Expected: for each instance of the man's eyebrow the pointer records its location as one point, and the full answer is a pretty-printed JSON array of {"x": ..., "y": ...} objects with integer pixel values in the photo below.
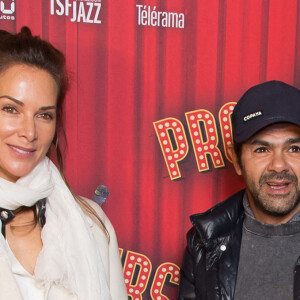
[
  {"x": 260, "y": 142},
  {"x": 265, "y": 143},
  {"x": 13, "y": 99},
  {"x": 22, "y": 103}
]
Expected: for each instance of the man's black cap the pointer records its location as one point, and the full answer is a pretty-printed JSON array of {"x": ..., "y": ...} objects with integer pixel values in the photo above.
[{"x": 262, "y": 105}]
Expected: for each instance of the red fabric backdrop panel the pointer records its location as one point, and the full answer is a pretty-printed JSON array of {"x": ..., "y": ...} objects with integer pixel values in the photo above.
[{"x": 130, "y": 67}]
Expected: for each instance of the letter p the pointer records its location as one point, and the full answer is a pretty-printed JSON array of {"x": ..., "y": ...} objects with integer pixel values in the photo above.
[{"x": 172, "y": 139}]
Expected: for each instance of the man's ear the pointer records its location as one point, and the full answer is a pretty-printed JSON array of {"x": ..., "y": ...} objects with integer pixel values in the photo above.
[{"x": 235, "y": 160}]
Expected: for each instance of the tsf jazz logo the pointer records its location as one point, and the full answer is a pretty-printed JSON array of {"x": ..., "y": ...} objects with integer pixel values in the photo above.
[
  {"x": 7, "y": 10},
  {"x": 79, "y": 11}
]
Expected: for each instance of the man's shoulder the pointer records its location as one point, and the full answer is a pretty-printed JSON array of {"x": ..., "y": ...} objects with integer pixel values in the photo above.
[{"x": 221, "y": 218}]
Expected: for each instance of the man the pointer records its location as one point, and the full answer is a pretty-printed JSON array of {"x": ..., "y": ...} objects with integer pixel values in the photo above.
[{"x": 248, "y": 247}]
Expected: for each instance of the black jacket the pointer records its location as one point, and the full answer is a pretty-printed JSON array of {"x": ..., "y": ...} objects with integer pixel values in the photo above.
[{"x": 211, "y": 259}]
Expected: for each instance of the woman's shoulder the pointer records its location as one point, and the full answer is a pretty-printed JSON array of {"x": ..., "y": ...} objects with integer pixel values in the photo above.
[{"x": 100, "y": 213}]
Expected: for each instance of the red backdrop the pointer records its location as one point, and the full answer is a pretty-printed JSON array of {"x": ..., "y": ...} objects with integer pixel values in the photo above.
[{"x": 129, "y": 69}]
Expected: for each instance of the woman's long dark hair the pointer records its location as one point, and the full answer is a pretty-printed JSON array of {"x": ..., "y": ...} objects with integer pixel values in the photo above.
[{"x": 24, "y": 48}]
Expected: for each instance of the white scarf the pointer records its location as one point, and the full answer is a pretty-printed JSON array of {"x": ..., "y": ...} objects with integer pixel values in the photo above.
[{"x": 69, "y": 256}]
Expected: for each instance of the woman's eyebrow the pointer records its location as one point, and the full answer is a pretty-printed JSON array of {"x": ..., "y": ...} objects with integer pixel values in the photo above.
[
  {"x": 13, "y": 99},
  {"x": 48, "y": 107}
]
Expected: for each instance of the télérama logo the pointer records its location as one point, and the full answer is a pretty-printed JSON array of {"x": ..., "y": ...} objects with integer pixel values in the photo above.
[{"x": 7, "y": 10}]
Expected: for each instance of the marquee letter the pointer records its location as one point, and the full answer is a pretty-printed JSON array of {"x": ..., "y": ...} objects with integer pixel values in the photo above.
[
  {"x": 172, "y": 139},
  {"x": 160, "y": 278},
  {"x": 205, "y": 141},
  {"x": 137, "y": 269},
  {"x": 225, "y": 125}
]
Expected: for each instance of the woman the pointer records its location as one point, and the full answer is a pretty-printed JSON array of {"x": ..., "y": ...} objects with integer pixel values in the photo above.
[{"x": 54, "y": 244}]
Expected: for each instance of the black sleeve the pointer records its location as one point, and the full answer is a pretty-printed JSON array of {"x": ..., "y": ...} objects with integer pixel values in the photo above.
[{"x": 192, "y": 256}]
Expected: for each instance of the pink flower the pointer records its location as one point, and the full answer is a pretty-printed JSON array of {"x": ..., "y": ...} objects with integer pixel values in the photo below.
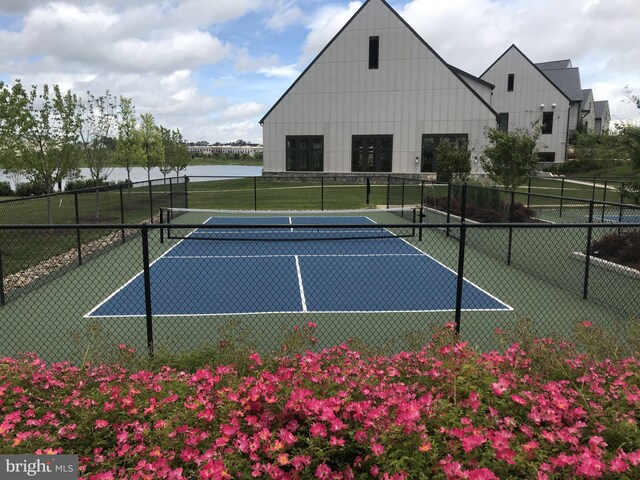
[
  {"x": 101, "y": 424},
  {"x": 377, "y": 449},
  {"x": 500, "y": 386},
  {"x": 472, "y": 441},
  {"x": 318, "y": 430}
]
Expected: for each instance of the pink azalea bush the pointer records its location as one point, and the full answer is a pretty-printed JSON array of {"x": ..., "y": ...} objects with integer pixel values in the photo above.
[{"x": 443, "y": 412}]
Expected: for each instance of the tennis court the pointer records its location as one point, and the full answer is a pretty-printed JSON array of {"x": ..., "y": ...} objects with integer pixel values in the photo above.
[{"x": 293, "y": 264}]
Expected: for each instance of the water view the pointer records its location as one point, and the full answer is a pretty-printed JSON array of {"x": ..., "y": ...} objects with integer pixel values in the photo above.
[{"x": 139, "y": 174}]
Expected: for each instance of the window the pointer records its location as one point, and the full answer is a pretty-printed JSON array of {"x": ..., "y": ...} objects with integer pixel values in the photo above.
[
  {"x": 430, "y": 147},
  {"x": 371, "y": 153},
  {"x": 374, "y": 52},
  {"x": 546, "y": 157},
  {"x": 547, "y": 122},
  {"x": 503, "y": 123},
  {"x": 305, "y": 154}
]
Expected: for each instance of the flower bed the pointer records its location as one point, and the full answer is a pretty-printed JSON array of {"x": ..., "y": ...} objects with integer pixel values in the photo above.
[{"x": 443, "y": 412}]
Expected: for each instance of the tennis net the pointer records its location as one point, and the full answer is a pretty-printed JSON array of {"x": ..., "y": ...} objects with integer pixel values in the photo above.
[{"x": 244, "y": 225}]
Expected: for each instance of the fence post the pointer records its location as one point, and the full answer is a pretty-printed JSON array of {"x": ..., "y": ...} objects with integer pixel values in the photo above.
[
  {"x": 448, "y": 206},
  {"x": 1, "y": 282},
  {"x": 604, "y": 199},
  {"x": 511, "y": 207},
  {"x": 186, "y": 196},
  {"x": 150, "y": 202},
  {"x": 170, "y": 193},
  {"x": 147, "y": 288},
  {"x": 78, "y": 237},
  {"x": 561, "y": 195},
  {"x": 461, "y": 248},
  {"x": 122, "y": 211},
  {"x": 255, "y": 193},
  {"x": 388, "y": 189},
  {"x": 587, "y": 258},
  {"x": 368, "y": 190}
]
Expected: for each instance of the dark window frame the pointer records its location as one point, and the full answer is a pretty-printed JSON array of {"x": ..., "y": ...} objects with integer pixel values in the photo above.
[
  {"x": 438, "y": 137},
  {"x": 302, "y": 153},
  {"x": 547, "y": 123},
  {"x": 372, "y": 153},
  {"x": 503, "y": 123},
  {"x": 374, "y": 53},
  {"x": 546, "y": 157}
]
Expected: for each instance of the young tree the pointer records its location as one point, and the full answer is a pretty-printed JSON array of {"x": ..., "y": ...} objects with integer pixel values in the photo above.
[
  {"x": 129, "y": 151},
  {"x": 511, "y": 157},
  {"x": 99, "y": 123},
  {"x": 454, "y": 161},
  {"x": 47, "y": 151},
  {"x": 151, "y": 143}
]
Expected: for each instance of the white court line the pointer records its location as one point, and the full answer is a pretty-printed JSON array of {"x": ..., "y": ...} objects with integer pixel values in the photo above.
[
  {"x": 301, "y": 286},
  {"x": 508, "y": 307},
  {"x": 164, "y": 255}
]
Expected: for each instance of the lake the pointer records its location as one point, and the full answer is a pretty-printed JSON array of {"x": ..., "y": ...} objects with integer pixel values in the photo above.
[{"x": 139, "y": 174}]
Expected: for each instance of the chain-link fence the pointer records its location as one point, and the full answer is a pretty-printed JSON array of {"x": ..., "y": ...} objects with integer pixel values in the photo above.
[{"x": 375, "y": 276}]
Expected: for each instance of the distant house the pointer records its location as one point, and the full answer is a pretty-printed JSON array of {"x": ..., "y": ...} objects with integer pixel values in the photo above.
[
  {"x": 602, "y": 117},
  {"x": 588, "y": 111},
  {"x": 547, "y": 93},
  {"x": 525, "y": 96},
  {"x": 377, "y": 99}
]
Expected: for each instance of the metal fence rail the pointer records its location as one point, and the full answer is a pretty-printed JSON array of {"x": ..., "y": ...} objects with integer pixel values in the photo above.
[{"x": 385, "y": 289}]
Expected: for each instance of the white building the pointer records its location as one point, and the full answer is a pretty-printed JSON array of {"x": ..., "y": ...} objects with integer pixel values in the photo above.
[
  {"x": 377, "y": 98},
  {"x": 525, "y": 96}
]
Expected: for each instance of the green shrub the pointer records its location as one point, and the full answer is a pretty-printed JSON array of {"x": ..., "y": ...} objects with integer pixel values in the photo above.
[{"x": 5, "y": 189}]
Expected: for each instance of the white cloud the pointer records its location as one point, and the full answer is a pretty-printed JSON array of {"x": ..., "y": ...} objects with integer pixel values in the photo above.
[
  {"x": 282, "y": 71},
  {"x": 286, "y": 13},
  {"x": 324, "y": 25}
]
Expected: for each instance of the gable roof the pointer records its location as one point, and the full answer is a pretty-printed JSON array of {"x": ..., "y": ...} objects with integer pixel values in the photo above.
[
  {"x": 601, "y": 106},
  {"x": 567, "y": 80},
  {"x": 454, "y": 71},
  {"x": 554, "y": 64},
  {"x": 543, "y": 73}
]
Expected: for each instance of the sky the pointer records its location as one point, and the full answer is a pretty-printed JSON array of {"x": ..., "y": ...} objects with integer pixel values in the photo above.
[{"x": 213, "y": 68}]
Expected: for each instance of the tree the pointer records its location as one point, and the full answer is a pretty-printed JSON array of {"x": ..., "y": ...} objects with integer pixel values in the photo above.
[
  {"x": 511, "y": 157},
  {"x": 454, "y": 161},
  {"x": 47, "y": 136},
  {"x": 151, "y": 142},
  {"x": 129, "y": 151},
  {"x": 99, "y": 122}
]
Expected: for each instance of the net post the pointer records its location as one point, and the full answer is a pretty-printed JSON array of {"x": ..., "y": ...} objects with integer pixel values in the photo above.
[
  {"x": 461, "y": 251},
  {"x": 388, "y": 189},
  {"x": 255, "y": 193},
  {"x": 587, "y": 257},
  {"x": 2, "y": 299},
  {"x": 561, "y": 195},
  {"x": 120, "y": 188},
  {"x": 147, "y": 288},
  {"x": 186, "y": 194},
  {"x": 78, "y": 236},
  {"x": 448, "y": 206},
  {"x": 170, "y": 193},
  {"x": 511, "y": 207}
]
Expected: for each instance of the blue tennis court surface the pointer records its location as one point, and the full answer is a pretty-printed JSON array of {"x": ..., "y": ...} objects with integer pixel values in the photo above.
[{"x": 305, "y": 273}]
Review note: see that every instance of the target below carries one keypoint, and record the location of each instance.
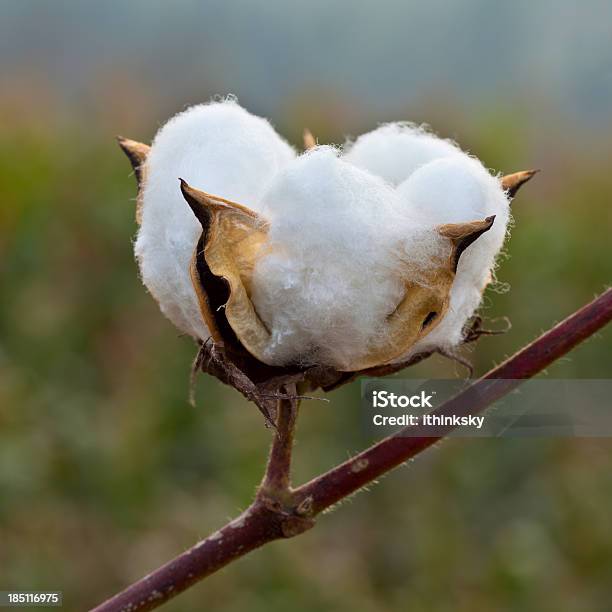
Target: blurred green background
(106, 471)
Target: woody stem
(277, 478)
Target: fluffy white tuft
(222, 149)
(337, 235)
(454, 190)
(395, 150)
(339, 227)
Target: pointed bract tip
(511, 183)
(462, 235)
(310, 142)
(137, 153)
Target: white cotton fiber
(395, 150)
(336, 233)
(454, 190)
(343, 229)
(219, 148)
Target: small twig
(263, 522)
(277, 479)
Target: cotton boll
(395, 150)
(331, 275)
(222, 149)
(454, 190)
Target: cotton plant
(311, 268)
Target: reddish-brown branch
(268, 519)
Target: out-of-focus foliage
(106, 471)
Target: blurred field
(106, 471)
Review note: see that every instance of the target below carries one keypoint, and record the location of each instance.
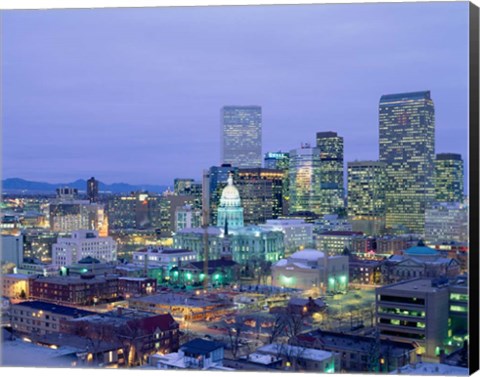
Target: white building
(446, 222)
(163, 257)
(297, 233)
(12, 249)
(187, 217)
(305, 269)
(81, 244)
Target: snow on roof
(432, 369)
(281, 263)
(308, 254)
(304, 353)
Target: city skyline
(111, 110)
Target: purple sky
(134, 95)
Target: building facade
(407, 147)
(449, 178)
(304, 170)
(366, 196)
(330, 146)
(242, 136)
(82, 244)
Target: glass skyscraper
(407, 147)
(242, 136)
(449, 178)
(366, 195)
(305, 176)
(330, 146)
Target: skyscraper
(305, 180)
(449, 178)
(92, 190)
(407, 147)
(242, 136)
(280, 161)
(330, 146)
(366, 196)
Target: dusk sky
(134, 95)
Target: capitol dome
(230, 195)
(230, 210)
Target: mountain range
(18, 184)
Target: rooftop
(53, 308)
(432, 368)
(304, 353)
(201, 346)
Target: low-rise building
(195, 354)
(298, 358)
(184, 308)
(141, 333)
(81, 244)
(311, 269)
(37, 318)
(86, 289)
(16, 285)
(415, 311)
(128, 286)
(359, 353)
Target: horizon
(94, 84)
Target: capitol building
(230, 239)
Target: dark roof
(214, 264)
(201, 346)
(340, 233)
(88, 260)
(163, 321)
(58, 309)
(405, 96)
(174, 251)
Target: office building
(449, 178)
(330, 146)
(242, 136)
(304, 170)
(312, 269)
(280, 161)
(92, 190)
(262, 194)
(366, 196)
(81, 244)
(407, 147)
(12, 249)
(446, 222)
(415, 311)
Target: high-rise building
(449, 178)
(407, 147)
(280, 161)
(242, 136)
(330, 146)
(304, 170)
(366, 196)
(262, 194)
(92, 190)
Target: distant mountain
(18, 184)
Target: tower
(92, 190)
(330, 146)
(449, 177)
(242, 136)
(230, 209)
(407, 147)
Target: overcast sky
(134, 95)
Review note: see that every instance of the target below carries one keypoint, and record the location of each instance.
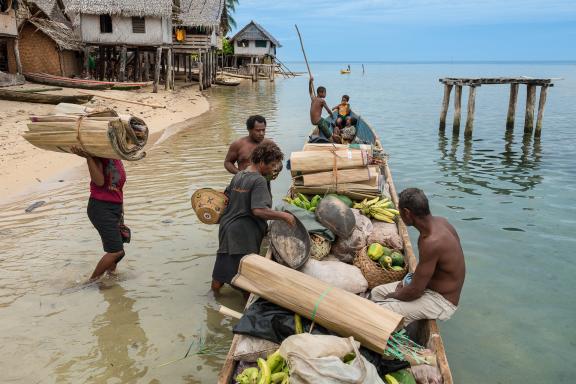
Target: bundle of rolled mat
(99, 132)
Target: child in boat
(343, 111)
(318, 102)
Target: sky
(418, 30)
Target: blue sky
(416, 30)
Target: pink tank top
(114, 179)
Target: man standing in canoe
(434, 289)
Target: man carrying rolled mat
(434, 289)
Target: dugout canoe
(43, 98)
(425, 332)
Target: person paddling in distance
(435, 287)
(244, 221)
(105, 207)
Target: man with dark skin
(238, 156)
(317, 103)
(434, 290)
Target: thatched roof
(254, 31)
(199, 13)
(61, 33)
(157, 8)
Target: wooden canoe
(43, 98)
(427, 331)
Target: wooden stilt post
(541, 104)
(530, 101)
(470, 113)
(122, 70)
(512, 105)
(157, 69)
(457, 110)
(445, 104)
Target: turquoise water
(511, 200)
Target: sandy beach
(25, 168)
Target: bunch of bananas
(381, 209)
(273, 370)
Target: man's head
(413, 205)
(256, 126)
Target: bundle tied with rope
(99, 132)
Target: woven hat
(209, 205)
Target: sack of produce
(335, 215)
(338, 274)
(385, 234)
(326, 359)
(345, 248)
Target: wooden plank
(470, 113)
(512, 105)
(530, 101)
(445, 104)
(541, 105)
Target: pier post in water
(157, 69)
(530, 101)
(541, 104)
(445, 103)
(470, 113)
(512, 105)
(457, 109)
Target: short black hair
(267, 152)
(414, 200)
(253, 119)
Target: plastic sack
(338, 274)
(345, 248)
(317, 359)
(385, 234)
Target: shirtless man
(317, 103)
(434, 291)
(240, 151)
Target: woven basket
(374, 273)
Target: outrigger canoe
(427, 332)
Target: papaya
(397, 259)
(375, 251)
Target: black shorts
(105, 216)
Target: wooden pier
(473, 83)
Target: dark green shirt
(241, 232)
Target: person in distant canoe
(239, 152)
(105, 208)
(243, 223)
(435, 287)
(318, 103)
(343, 111)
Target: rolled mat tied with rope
(337, 310)
(101, 133)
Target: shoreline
(25, 169)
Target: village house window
(138, 25)
(105, 24)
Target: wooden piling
(470, 112)
(457, 110)
(512, 105)
(541, 104)
(445, 103)
(157, 69)
(530, 101)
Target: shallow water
(510, 198)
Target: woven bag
(374, 273)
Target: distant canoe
(43, 98)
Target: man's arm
(422, 275)
(232, 158)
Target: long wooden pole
(305, 58)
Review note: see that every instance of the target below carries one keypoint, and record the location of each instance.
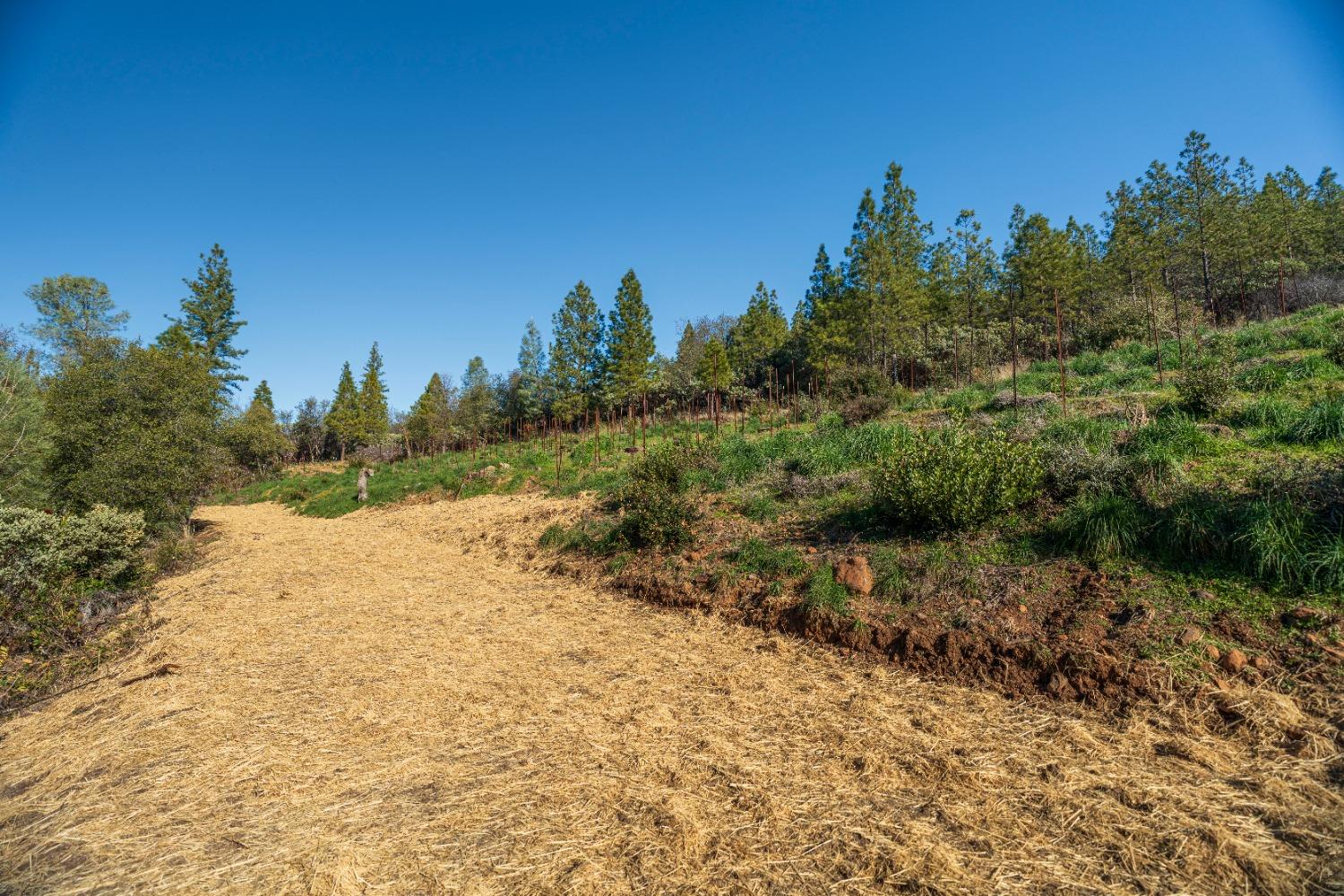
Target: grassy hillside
(1171, 524)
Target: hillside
(1185, 530)
(392, 702)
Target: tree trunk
(1059, 347)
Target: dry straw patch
(379, 704)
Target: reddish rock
(854, 573)
(1188, 635)
(1234, 661)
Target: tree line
(94, 418)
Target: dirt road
(381, 704)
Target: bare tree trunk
(1059, 347)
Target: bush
(1102, 525)
(656, 511)
(1206, 383)
(1319, 422)
(952, 478)
(39, 549)
(862, 409)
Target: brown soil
(382, 704)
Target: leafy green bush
(1206, 383)
(40, 549)
(655, 508)
(1102, 525)
(953, 478)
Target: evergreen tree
(210, 319)
(578, 365)
(343, 418)
(757, 338)
(73, 312)
(263, 395)
(475, 408)
(373, 400)
(134, 429)
(530, 387)
(631, 340)
(309, 429)
(427, 424)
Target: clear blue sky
(430, 177)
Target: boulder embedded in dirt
(854, 573)
(1234, 661)
(1188, 635)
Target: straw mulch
(381, 704)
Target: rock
(1188, 635)
(1233, 661)
(1059, 686)
(854, 573)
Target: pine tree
(210, 319)
(757, 339)
(263, 395)
(73, 312)
(475, 408)
(578, 365)
(373, 400)
(427, 424)
(530, 387)
(343, 419)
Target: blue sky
(432, 177)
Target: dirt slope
(379, 704)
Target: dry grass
(376, 704)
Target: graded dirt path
(381, 704)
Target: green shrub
(39, 549)
(655, 514)
(766, 560)
(1102, 525)
(952, 478)
(1088, 365)
(824, 592)
(1206, 383)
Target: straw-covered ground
(382, 702)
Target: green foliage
(1206, 383)
(54, 570)
(825, 594)
(343, 417)
(766, 560)
(254, 441)
(23, 433)
(134, 429)
(73, 314)
(631, 339)
(653, 504)
(953, 478)
(210, 320)
(1102, 524)
(373, 401)
(1322, 421)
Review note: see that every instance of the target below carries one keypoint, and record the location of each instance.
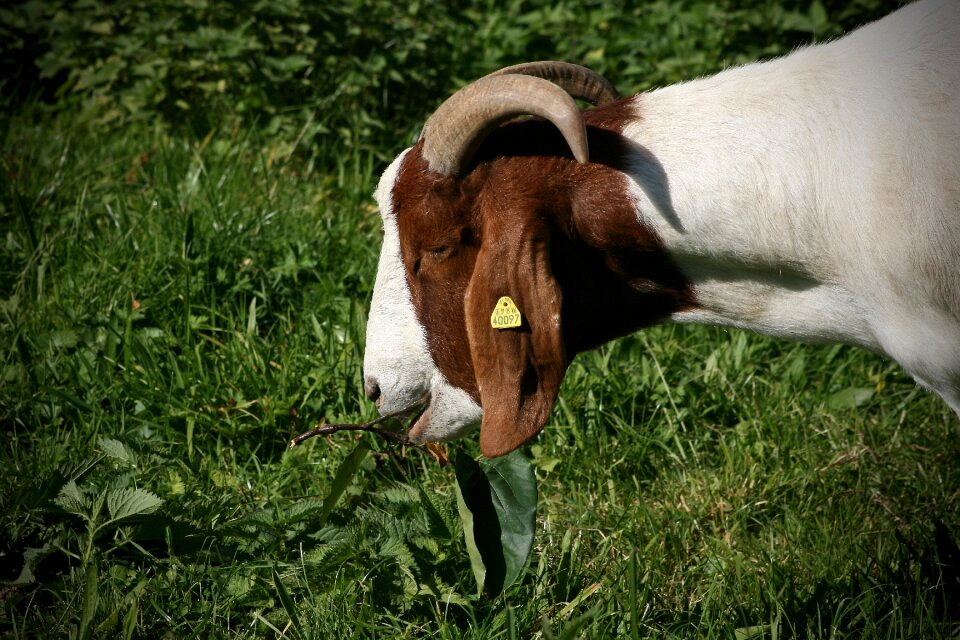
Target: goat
(814, 197)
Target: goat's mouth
(421, 420)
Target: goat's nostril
(372, 389)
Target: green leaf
(71, 500)
(850, 398)
(345, 472)
(286, 600)
(117, 451)
(91, 598)
(497, 499)
(124, 503)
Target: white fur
(396, 356)
(817, 197)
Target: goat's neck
(735, 184)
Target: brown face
(561, 238)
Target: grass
(173, 308)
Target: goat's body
(817, 197)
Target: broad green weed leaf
(71, 500)
(498, 503)
(348, 468)
(123, 503)
(117, 451)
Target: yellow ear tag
(505, 315)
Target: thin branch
(400, 437)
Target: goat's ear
(518, 370)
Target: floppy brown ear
(518, 370)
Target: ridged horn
(578, 81)
(455, 130)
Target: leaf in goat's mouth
(399, 437)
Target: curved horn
(455, 130)
(578, 81)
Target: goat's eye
(440, 252)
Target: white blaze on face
(397, 357)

________

Starting with the line that holds "Target: dry grass", retype each line through the last one in the listing above, exactly as written. Do not copy any pictures.

> **Your response**:
Target: dry grass
(376, 704)
Target: graded dirt path
(381, 704)
Target: green shrub
(39, 549)
(655, 514)
(766, 560)
(1102, 525)
(952, 478)
(1088, 365)
(824, 592)
(1206, 383)
Target: straw-covered ground
(382, 702)
Target: green foliage
(1206, 383)
(54, 570)
(825, 594)
(343, 417)
(766, 560)
(254, 441)
(23, 433)
(134, 429)
(73, 314)
(631, 339)
(653, 504)
(953, 478)
(210, 320)
(1102, 524)
(373, 401)
(1322, 421)
Review note: see that every instance of the target below carries one keypoint, and record the location of each instance.
Target: goat
(814, 197)
Target: goat's mouth
(421, 420)
Target: goat's nostril
(372, 389)
Target: green leaf
(71, 500)
(850, 398)
(345, 472)
(286, 600)
(117, 451)
(91, 598)
(497, 499)
(124, 503)
Target: white fur
(396, 356)
(817, 197)
Target: goat's neck
(735, 184)
Target: brown face
(561, 238)
Target: grass
(173, 308)
Target: goat's body
(817, 197)
Target: broad green weed leaf
(71, 500)
(498, 503)
(348, 468)
(123, 503)
(117, 451)
Target: yellow ear tag
(505, 315)
Target: thin branch
(400, 437)
Target: goat's ear
(518, 370)
Target: floppy brown ear
(518, 370)
Target: ridged horn
(578, 81)
(455, 130)
Target: leaf in goat's mouth
(399, 437)
Target: curved horn
(455, 130)
(578, 81)
Target: goat's eye
(440, 252)
Target: white blaze on face
(397, 357)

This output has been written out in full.